**Short problem 1**
Find every line in the records that contains the word "returns" and copy each such line in full. Case counts.
╭─ Selected extract
Are you ready to take on a new challenge this upcoming year?
Running a marathon may seem like a far off dream, but in reality, with the right tools and training you can cross the ultimate finish line with confidence. Training for a marathon takes time, dedication, and perseverance, but you will be race ready within a year.
Whether you are starting from scratch or have been running casually for months, this training schedule for beginner runners will help you achieve a marathon.
The Tricks of the Trade
Training for a marathon is a large task to undertake, but it is doable, even for a beginner. With the latest craze in running, marathons are no longer for the elite. Now thousands of people run in marathons for a cause greater than themselves or for the great benefit of their own well being. Whether you have your eye on a certain marathon or are still browsing, there are a couple tricks of the trade you should be aware of when first starting out.
╰─
╭─ Data provided
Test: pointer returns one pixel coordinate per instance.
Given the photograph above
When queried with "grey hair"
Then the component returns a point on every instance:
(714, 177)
╰─
**Short problem 2**
Translate this sentence from the marathon training text into Spanish: "Training for a marathon is a large task to undertake, but it is doable, even for a beginner."

**Response 1**
Test: pointer returns one pixel coordinate per instance.
Then the component returns a point on every instance:

**Response 2**
Entrenar para un maratón es una gran tarea que emprender, pero es factible, incluso para un principiante.